* begin DATA PROVIDED *

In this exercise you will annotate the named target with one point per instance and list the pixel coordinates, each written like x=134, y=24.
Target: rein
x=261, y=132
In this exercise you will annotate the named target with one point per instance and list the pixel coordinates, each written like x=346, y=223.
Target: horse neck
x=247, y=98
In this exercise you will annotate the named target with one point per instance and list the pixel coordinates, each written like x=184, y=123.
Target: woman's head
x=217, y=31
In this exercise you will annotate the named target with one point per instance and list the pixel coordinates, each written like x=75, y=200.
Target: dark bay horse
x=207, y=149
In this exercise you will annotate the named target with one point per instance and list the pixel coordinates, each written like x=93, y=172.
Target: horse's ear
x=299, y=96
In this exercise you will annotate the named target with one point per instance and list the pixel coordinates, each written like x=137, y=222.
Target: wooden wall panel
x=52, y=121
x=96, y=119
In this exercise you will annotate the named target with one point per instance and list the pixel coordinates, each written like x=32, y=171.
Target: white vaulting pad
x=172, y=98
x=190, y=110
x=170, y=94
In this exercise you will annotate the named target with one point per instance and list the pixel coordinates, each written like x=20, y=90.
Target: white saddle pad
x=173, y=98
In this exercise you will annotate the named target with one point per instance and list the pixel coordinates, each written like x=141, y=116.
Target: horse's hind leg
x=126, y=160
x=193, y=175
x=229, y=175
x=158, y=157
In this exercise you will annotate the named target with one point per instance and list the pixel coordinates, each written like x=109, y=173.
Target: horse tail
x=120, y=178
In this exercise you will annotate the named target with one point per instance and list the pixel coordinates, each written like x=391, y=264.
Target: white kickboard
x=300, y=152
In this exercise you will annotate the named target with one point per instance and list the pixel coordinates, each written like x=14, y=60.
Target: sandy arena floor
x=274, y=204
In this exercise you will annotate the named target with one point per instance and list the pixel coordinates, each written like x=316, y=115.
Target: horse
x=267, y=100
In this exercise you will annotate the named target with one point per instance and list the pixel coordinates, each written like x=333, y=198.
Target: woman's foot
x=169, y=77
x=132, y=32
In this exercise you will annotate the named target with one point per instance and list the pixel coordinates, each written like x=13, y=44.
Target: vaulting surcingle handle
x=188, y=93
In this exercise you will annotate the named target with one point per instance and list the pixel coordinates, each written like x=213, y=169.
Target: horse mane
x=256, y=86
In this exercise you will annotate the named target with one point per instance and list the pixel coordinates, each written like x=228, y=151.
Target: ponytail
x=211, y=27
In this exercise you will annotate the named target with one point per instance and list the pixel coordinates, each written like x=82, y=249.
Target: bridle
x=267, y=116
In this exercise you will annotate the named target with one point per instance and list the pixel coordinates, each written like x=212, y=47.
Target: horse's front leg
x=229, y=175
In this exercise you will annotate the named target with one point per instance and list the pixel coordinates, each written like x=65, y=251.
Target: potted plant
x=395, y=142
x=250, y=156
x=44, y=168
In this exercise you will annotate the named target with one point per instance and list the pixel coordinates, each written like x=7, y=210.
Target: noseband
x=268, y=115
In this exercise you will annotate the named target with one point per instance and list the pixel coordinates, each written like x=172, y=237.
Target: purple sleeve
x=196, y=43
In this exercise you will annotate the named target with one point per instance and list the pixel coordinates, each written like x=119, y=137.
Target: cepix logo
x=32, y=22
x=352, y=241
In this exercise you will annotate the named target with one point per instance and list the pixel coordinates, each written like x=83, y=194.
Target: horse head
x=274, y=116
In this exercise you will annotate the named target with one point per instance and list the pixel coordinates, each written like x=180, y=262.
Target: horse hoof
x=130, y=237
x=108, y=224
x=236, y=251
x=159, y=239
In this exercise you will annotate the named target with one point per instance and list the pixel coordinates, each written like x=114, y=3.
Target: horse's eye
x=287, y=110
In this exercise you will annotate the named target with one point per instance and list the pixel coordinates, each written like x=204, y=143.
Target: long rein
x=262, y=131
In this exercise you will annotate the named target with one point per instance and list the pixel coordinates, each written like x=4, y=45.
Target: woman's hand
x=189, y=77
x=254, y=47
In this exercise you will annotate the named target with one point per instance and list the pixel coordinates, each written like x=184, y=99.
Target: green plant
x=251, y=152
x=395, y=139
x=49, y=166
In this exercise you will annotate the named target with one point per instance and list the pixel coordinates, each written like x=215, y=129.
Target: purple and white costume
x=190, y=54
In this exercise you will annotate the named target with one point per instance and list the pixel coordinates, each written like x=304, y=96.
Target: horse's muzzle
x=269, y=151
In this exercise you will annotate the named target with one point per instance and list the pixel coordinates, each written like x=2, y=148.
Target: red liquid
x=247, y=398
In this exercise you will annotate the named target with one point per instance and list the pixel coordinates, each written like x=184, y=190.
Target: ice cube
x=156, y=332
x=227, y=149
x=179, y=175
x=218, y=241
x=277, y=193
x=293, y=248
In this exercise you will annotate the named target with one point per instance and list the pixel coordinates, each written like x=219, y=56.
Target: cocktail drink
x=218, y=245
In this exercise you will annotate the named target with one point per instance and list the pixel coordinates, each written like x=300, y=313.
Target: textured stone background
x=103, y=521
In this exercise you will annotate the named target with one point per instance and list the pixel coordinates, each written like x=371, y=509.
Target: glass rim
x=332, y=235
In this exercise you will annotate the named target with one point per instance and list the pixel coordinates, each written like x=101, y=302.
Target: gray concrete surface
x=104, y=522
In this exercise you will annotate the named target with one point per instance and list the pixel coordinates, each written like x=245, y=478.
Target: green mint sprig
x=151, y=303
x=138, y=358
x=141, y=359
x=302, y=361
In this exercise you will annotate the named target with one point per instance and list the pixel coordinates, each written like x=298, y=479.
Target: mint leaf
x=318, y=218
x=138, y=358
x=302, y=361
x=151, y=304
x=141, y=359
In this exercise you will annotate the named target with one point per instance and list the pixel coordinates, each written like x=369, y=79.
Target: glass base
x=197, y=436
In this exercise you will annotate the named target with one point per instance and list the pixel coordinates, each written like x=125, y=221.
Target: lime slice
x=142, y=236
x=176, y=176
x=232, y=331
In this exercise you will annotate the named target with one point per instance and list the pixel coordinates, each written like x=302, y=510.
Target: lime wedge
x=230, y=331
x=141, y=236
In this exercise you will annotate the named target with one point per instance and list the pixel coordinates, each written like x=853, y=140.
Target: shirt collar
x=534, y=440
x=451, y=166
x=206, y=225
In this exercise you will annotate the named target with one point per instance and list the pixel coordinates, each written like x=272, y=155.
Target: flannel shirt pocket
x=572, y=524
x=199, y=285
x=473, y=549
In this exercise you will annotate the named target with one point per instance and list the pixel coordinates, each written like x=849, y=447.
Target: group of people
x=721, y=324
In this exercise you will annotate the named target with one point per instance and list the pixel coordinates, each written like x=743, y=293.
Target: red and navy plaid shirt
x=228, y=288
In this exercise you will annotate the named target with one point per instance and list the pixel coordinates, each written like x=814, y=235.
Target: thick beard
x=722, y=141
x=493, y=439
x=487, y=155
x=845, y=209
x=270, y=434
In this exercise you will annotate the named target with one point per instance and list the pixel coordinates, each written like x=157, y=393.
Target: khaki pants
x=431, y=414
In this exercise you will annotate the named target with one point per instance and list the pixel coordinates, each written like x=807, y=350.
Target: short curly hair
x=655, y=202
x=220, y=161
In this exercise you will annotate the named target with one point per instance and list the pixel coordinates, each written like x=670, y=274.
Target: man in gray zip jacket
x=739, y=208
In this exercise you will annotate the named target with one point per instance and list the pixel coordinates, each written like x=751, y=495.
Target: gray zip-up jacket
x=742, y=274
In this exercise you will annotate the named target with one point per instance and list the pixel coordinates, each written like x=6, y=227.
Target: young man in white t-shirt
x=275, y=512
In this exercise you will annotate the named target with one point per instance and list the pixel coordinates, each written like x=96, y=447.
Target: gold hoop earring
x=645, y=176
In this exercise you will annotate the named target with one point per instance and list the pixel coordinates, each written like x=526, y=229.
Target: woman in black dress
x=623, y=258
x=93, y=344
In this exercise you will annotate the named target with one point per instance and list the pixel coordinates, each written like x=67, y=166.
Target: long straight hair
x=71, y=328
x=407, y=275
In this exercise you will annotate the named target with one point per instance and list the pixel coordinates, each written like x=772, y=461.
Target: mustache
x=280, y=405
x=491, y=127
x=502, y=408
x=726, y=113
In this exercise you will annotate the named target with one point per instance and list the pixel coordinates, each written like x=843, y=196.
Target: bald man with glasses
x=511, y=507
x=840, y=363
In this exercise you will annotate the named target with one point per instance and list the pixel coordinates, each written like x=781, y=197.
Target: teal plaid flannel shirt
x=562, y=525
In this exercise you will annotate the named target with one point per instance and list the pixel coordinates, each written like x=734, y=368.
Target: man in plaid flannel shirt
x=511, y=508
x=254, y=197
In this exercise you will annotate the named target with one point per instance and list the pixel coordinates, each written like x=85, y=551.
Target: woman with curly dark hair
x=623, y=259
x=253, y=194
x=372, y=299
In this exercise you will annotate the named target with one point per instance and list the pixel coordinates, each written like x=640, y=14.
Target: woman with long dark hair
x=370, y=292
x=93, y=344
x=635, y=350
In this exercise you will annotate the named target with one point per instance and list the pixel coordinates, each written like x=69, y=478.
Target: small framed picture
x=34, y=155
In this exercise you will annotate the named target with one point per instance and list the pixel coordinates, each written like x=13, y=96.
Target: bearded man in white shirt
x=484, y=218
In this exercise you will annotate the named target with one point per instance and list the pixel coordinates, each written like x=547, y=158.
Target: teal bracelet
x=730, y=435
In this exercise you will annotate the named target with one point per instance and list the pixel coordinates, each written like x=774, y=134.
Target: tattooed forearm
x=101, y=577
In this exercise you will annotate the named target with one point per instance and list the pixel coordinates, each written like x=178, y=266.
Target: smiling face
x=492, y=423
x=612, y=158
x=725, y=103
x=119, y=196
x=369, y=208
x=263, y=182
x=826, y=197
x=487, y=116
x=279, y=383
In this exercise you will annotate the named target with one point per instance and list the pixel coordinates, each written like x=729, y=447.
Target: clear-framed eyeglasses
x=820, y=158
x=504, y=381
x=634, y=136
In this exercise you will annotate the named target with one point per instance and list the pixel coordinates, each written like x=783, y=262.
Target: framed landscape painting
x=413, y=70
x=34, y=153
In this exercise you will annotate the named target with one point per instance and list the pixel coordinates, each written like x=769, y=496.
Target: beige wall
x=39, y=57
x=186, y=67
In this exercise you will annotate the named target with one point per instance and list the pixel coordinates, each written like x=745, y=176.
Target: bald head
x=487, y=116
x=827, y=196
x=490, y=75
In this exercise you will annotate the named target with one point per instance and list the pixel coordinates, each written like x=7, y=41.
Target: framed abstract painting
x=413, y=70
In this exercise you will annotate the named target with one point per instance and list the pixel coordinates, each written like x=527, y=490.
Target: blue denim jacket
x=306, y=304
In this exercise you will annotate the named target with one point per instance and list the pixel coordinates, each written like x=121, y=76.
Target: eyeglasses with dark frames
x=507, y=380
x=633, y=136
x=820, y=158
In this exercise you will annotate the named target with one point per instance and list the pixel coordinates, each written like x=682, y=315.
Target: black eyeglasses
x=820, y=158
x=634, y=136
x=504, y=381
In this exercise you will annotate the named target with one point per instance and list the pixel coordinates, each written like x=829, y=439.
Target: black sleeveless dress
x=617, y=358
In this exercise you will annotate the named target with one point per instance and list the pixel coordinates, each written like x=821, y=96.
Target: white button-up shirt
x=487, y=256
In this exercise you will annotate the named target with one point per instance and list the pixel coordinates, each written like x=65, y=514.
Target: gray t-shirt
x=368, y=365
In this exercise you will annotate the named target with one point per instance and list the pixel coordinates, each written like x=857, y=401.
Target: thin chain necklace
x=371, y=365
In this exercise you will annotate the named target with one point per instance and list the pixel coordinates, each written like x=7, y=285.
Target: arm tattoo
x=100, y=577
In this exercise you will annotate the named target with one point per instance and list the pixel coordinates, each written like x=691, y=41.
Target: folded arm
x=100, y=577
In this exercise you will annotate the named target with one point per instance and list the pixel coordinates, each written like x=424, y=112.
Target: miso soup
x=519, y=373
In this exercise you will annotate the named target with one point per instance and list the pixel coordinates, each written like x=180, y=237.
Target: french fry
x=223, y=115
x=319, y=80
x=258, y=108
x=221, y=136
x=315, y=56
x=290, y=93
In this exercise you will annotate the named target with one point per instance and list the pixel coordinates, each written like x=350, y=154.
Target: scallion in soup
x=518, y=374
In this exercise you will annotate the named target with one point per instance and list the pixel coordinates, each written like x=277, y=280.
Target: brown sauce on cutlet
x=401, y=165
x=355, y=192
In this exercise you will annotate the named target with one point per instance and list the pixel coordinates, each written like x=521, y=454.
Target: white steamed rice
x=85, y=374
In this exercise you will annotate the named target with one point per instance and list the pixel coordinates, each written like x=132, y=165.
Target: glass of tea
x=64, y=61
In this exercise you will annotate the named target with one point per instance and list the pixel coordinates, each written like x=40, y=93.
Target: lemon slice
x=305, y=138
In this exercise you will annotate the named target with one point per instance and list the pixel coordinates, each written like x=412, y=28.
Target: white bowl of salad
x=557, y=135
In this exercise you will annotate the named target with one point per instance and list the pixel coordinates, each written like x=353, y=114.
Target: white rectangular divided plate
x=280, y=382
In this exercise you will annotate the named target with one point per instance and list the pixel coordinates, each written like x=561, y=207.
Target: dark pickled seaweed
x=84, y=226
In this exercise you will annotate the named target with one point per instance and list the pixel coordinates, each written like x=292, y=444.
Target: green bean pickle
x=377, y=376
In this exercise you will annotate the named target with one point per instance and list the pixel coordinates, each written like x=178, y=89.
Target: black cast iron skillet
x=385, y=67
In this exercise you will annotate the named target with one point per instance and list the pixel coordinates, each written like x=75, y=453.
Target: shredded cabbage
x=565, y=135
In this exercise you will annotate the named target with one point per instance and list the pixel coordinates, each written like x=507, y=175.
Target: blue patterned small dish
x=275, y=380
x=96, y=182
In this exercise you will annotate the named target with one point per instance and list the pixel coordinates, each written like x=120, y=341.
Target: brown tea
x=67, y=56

* end DATA PROVIDED *

* [TASK TO COMPLETE]: Repeat the rows above word for word, from the very first line through the line containing "x=217, y=31", including both of those lines.

* [WRITTEN ANSWER]:
In this exercise you will annotate the named target with one point per instance and list the pixel coordinates, each written like x=134, y=24.
Target: rein
x=261, y=132
In this exercise you will annotate the named target with one point per instance and list the pixel coordinates, each written like x=346, y=223.
Target: horse neck
x=247, y=98
In this exercise you will annotate the named target with one point per instance and list the pixel coordinates, each written like x=184, y=123.
Target: woman's head
x=217, y=31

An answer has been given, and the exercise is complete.